• **What the exercise asks**
Return all the entries. Match them word for word.

• **Supplied information**
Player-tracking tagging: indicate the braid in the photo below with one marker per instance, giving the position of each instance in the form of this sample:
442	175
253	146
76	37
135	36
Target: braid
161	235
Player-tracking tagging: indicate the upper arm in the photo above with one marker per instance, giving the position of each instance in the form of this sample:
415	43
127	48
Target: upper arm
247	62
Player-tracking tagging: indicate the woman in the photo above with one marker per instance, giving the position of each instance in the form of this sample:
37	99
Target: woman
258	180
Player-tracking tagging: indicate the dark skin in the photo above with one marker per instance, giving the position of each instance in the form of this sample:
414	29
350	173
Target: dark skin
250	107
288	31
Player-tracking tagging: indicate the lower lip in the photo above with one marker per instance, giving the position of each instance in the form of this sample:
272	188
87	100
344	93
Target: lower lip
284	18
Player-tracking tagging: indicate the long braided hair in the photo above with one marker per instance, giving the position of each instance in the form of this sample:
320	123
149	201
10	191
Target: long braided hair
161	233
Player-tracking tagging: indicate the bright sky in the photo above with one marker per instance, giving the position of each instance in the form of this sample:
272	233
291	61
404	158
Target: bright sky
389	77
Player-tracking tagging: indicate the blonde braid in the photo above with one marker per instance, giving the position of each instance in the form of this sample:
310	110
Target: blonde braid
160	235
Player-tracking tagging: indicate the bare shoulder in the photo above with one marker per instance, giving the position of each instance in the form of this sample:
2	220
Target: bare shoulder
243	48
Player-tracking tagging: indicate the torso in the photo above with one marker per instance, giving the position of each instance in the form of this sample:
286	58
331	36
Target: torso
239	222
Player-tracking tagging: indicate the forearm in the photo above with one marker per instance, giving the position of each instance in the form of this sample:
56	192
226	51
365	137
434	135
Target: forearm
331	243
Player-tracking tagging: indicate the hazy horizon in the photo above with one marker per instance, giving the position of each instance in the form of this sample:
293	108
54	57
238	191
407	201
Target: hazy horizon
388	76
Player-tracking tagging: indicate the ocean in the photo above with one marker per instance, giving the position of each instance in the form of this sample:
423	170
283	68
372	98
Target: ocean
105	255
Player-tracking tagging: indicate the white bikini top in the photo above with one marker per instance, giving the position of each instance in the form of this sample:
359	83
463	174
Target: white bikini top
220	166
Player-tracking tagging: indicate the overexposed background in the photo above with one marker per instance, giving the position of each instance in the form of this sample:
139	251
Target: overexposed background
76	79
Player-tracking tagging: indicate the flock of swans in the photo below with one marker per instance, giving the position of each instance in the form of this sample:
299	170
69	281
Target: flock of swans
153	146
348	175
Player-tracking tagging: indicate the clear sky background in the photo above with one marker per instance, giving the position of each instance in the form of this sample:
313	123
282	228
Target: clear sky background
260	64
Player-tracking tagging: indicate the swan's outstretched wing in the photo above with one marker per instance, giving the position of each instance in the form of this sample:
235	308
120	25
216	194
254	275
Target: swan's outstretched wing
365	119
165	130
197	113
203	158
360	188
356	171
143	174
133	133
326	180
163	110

• **Result of this task**
Player-tracking tagging: indicate the braid in the photo below with one marker per instance, giving the position of each instance in the form of this sample:
442	175
253	146
76	37
135	36
Target: braid
161	235
Player-tracking tagging: indicate the upper arm in the photo above with one marker per instance, giving the position of each instance in the form of this sample:
415	43
127	48
Target: upper arm
247	62
Player-tracking tagging: indicate the woman in the photo above with one marker per instance, giving the position of each instance in the form of this sample:
37	99
Target: woman
258	180
Player-tracking tagging: indicate the dark skin in the photo above with one marker per instance, giving the position of each instance in the form of this sample:
414	29
350	173
Target: dark skin
250	107
288	31
Player-tracking tagging: indicate the lower lip in the photo above with one marker per instance, giving the position of each instance in the form of this sample:
272	188
87	100
344	93
Target: lower lip
284	18
Player-tracking tagging: indicate the long braided hair in the photo above with one marker per instance, giving the position of each instance in the form of this sample:
320	123
149	201
10	191
Target: long braided hair
161	233
Player-tracking tagging: indicate the bright sky in the photo above with one marker per instance, giving the position of each instance in the form of this sample:
272	233
291	61
404	158
Target: bright sky
389	77
Player-tracking tagging: indicate the blonde braid in the photo above with one marker per instance, giving the position of each instance in the form of this sample:
310	110
Target: blonde braid
160	235
Player-tracking tagging: indicate the bare shoulder in the photo above with one marker per instance, giving the position of each instance in the form of this sample:
2	220
Target: bare shoulder
243	48
Player-tracking tagging: indicate the torso in the photo above with one marker per instance, giving the position of each instance in the form of this sample:
286	58
331	36
Target: torso
239	222
Player-tracking tagging: indicate the forearm in the photo above with one marker per instance, giving the position of each instance in the form of this sample:
56	192
226	51
365	137
434	135
Target: forearm
331	243
Player-tracking tagging: indicate the hazy horizon in the photo above with one marker per instance, giving the position of each instance in the form of this sample:
293	108
54	57
238	191
407	201
Target: hazy horizon
388	76
Player-tracking tagging: indicate the ocean in the photo above with one marker per instance, giving the position of each instance in the form of this sample:
423	170
283	68
372	98
Target: ocean
105	255
Player-tracking tagging: indicate the white bikini top in the photo above with one marker per instance, giving the position of each instance in the form of this sample:
359	83
463	174
Target: white bikini top
220	166
Player-tracking tagging: indicate the overexposed background in the photo above with one marker per instance, giving the position of each instance in the form of this sample:
139	251
Target: overexposed background
76	79
Player-tracking tagging: indicate the flock of swans in the photo below with one marker per instance, giving the position of each instance in the form of this sample:
299	170
69	281
Target: flock of swans
153	146
348	175
Player-tracking tagging: indicate the clear sky background in the photo above with one marker per instance, giving the position of each instance in the form of this sample:
313	123
282	228
Target: clear sky background
260	64
Player-tracking tagging: indicate the swan's outstretched wing in the photo above with one marker per instance, giving the position of each instance in the form of this sample:
235	308
120	25
216	194
254	275
Target: swan's outstretched wing
365	119
165	130
197	113
203	158
360	188
356	171
143	174
133	133
326	180
163	110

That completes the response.